-- The request --
Transcribe the forum thread about periaktoi from "## tdbatman (Jan" to "need any help.".

# Nice site



## brucegoodman (Jan 16, 2007)

I found this site while looking for info on periaktois and started browsing the threads. Lots of activity is nice. I married a drama major and we've been doing live theatre for 30 yrs now. Mostly church and community theatre. But she's a good director and our repeat audience has gotten pretty big. For a long time I only had to be Man #3 because of the lack of men. But now due to my electrical, electronic, and woodworking skills, I'm a soundman, prop builder, lighting asst. and Man#3. But since I don't work in the business its good to have input from people who do this full time.
Thanks for your input.


----------



## tdbatman (Jan 16, 2007)

Welcome (of course, I'm a newbie myself but welcome anyway)
Are you still looking for info on periaktoi? We built some for Charlie Brown last year if you need any help.


----------



## Van (Jan 16, 2007)

Welcome aboard, it's good to have all levels of experience. I bet you'll have some interesting insights from your perspective.


----------



## PhantomD (Jan 17, 2007)

Welcome, and what is a p-thingy?


----------



## stgnfilm (Jan 17, 2007)

hello, first post to this site!!

Periactoids are three sided structures (picture three flats connected to form a triangle) which will often have three different scenes on each face. Very useful in environments where you have limited space or resources.


----------



## Chris15 (Jan 18, 2007)

Let me too say Welcome to Controlbooth. It is great to have another experienced member around,


----------



## dvlasak (Jan 18, 2007)

brucegoodman said:


> I found this site... But since I don't work in the business its good to have input from people who do this full time.
> Thanks for your input.



First off, welcome!!!

Second, how is it that you say you don't work in the business? From what you wrote, you most certainly *do* work in this business. You might not get paid for your work, but that is quite different than what you have said!!! 

Again, welcome!!!

Dennis


----------



## brucegoodman (Jan 19, 2007)

tdbatman
Still looking for info. Were your's at a fixed position on stage and rotate around a pivot point, or did they move and rotate? What did you skin them with? If you skinned them with canvas, how was your vertical stability and straightness? Any problems with audience site lines? Any other problems?
Thanks for your reply
Dennis
You are correct, I do work in the field, I just don't get paid.


----------



## dwt1 (Jan 19, 2007)

Just a small thing but in that the site is educational, the term is Periaktoi (plural).

dwt1


----------



## Van (Jan 19, 2007)

dwt1 said:


> Just a small thing but in that the site is educational, the term is Periaktoi (plural).
> 
> dwt1


 
It's all greek to me .........


----------



## brucegoodman (Jan 20, 2007)

You are correct. My bad. Periaktoi! My Greek is as bad as my Latin. When I first started researching them, I was told they were called triaktois. Made sense to me. Ever hear them called that?


----------

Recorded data
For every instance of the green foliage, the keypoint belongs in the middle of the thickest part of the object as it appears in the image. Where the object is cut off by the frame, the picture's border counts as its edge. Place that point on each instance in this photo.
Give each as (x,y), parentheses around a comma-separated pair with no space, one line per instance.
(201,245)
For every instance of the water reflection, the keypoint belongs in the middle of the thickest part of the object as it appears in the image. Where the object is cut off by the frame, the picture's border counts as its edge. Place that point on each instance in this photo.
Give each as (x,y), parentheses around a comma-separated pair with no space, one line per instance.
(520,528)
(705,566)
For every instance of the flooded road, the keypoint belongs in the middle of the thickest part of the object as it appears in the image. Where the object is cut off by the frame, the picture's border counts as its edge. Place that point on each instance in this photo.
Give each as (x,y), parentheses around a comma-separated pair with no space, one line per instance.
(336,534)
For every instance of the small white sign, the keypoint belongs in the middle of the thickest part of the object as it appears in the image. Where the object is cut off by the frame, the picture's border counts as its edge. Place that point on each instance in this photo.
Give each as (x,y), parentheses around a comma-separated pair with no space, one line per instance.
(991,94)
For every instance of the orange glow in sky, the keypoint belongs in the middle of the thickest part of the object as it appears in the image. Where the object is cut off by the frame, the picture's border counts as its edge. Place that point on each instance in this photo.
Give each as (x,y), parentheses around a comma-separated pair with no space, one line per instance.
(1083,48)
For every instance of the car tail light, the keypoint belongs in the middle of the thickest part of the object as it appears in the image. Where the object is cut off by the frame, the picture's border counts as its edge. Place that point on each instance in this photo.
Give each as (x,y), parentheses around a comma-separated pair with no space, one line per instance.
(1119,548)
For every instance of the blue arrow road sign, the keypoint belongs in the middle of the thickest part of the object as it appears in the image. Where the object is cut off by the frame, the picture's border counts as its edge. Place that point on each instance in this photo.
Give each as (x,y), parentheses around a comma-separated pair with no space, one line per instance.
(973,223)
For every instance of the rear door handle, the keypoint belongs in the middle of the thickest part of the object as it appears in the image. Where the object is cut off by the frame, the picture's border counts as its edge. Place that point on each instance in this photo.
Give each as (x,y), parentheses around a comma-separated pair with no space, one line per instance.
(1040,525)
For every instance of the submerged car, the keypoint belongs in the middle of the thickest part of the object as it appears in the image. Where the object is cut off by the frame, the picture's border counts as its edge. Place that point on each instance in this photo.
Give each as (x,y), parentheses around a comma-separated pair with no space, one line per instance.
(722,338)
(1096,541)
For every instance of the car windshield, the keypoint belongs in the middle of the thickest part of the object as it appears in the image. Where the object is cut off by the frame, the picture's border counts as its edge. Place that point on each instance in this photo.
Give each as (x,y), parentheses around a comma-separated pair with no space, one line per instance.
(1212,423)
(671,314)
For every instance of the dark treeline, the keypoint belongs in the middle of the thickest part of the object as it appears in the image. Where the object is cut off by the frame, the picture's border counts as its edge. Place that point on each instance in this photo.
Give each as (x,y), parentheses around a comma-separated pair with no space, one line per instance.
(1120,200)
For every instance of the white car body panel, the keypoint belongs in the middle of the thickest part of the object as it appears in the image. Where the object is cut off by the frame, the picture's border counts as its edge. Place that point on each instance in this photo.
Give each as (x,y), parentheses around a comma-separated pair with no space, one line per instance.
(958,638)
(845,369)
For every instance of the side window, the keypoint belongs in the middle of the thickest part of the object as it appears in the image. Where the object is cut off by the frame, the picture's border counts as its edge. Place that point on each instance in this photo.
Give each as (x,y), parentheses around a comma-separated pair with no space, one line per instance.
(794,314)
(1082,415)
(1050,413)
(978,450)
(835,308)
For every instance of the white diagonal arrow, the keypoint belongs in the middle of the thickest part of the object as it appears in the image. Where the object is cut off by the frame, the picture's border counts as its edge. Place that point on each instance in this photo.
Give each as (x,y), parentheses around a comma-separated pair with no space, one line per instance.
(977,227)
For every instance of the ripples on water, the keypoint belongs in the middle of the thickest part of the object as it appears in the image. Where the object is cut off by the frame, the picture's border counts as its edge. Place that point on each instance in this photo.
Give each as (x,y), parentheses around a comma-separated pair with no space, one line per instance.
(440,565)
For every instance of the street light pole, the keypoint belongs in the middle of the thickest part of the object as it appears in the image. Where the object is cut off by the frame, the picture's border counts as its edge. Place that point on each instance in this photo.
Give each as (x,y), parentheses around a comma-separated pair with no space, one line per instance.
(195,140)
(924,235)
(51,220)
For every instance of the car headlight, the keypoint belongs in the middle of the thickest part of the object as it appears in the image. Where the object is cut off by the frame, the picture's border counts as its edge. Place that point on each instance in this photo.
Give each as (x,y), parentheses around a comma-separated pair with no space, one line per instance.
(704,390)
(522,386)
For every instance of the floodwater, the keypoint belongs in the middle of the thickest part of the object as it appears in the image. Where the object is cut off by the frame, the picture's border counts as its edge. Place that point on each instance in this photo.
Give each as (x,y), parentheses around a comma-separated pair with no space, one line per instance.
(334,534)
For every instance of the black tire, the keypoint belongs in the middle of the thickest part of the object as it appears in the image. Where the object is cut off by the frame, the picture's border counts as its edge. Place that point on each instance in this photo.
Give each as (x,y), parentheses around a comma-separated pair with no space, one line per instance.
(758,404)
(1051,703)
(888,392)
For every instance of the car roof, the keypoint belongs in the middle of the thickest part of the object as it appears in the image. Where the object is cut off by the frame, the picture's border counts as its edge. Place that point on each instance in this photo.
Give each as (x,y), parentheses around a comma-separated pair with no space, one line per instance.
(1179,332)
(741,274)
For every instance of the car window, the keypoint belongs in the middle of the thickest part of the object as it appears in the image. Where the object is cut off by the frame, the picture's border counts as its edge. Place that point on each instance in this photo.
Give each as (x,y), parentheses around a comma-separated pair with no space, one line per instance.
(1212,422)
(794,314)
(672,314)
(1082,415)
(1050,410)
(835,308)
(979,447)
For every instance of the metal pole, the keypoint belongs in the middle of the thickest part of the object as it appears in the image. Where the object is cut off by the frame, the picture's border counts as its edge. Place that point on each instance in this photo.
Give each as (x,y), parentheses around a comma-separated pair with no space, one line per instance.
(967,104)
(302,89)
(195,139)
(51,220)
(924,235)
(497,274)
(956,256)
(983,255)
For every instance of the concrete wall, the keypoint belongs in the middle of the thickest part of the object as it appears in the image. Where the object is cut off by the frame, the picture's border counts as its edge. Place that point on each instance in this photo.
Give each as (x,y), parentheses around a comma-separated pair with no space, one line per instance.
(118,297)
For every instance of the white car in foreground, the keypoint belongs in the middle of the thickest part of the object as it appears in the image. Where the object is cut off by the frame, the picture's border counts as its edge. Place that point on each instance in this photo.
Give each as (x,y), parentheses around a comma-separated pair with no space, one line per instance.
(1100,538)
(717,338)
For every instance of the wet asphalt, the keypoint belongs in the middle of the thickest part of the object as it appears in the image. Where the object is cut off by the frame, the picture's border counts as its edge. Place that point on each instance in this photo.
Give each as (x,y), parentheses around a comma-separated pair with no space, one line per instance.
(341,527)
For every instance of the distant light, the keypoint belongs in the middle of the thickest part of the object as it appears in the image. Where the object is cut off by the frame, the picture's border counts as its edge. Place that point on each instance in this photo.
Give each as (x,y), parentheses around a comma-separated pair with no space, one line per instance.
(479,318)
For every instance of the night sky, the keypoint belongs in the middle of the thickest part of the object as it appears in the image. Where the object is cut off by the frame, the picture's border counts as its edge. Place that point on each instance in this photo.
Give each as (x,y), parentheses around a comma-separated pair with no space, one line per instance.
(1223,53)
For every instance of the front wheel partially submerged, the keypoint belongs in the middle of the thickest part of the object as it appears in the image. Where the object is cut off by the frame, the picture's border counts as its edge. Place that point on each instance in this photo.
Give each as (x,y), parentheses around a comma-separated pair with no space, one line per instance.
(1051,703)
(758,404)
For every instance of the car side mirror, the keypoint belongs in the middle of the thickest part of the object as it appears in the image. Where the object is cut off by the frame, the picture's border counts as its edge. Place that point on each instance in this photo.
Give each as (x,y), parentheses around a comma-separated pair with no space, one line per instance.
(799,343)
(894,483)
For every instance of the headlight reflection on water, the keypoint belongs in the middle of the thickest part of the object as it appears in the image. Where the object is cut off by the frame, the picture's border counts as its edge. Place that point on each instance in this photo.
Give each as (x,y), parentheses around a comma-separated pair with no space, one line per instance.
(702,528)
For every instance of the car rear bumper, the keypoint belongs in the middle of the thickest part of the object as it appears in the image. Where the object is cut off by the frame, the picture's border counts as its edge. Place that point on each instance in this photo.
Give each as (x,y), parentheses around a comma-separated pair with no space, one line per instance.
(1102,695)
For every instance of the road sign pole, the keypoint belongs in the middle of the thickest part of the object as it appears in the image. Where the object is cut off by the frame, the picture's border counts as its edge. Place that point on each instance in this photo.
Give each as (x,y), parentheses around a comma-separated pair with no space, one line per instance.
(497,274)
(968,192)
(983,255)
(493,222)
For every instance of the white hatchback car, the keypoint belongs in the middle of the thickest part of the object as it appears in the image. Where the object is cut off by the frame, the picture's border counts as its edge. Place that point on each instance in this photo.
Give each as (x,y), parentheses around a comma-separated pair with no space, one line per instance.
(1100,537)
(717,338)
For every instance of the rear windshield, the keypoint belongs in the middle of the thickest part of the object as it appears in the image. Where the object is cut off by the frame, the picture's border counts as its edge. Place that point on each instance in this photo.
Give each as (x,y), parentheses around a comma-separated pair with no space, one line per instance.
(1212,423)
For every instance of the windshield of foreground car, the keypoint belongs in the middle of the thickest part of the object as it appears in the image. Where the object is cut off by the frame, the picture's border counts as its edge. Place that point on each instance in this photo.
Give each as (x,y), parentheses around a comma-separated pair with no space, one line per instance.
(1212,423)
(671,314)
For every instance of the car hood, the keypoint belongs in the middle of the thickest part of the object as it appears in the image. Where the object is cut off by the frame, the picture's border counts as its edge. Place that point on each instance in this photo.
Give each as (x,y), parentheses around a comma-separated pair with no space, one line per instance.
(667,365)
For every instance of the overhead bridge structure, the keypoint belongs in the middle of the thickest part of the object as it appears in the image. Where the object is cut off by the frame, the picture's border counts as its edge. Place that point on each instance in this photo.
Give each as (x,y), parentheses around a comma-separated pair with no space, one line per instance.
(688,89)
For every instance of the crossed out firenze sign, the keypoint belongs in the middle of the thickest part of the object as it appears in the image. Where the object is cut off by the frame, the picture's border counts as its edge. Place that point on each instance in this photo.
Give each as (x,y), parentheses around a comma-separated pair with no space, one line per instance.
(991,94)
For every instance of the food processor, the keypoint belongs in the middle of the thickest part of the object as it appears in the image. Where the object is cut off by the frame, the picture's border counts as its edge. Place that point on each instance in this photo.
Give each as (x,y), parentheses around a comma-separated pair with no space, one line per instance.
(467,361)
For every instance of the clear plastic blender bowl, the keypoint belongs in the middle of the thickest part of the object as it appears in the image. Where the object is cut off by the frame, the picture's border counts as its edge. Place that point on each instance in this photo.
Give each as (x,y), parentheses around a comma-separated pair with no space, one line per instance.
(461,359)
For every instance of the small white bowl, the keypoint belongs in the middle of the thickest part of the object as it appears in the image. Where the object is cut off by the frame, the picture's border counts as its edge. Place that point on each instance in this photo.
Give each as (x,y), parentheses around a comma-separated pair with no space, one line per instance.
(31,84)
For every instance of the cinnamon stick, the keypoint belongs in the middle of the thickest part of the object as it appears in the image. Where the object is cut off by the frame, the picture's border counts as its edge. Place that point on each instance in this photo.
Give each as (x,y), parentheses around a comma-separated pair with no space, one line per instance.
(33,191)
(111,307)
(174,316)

-- Written solution --
## tdbatman (Jan 16, 2007)

Welcome (of course, I'm a newbie myself but welcome anyway)
Are you still looking for info on periaktoi? We built some for Charlie Brown last year if you need any help.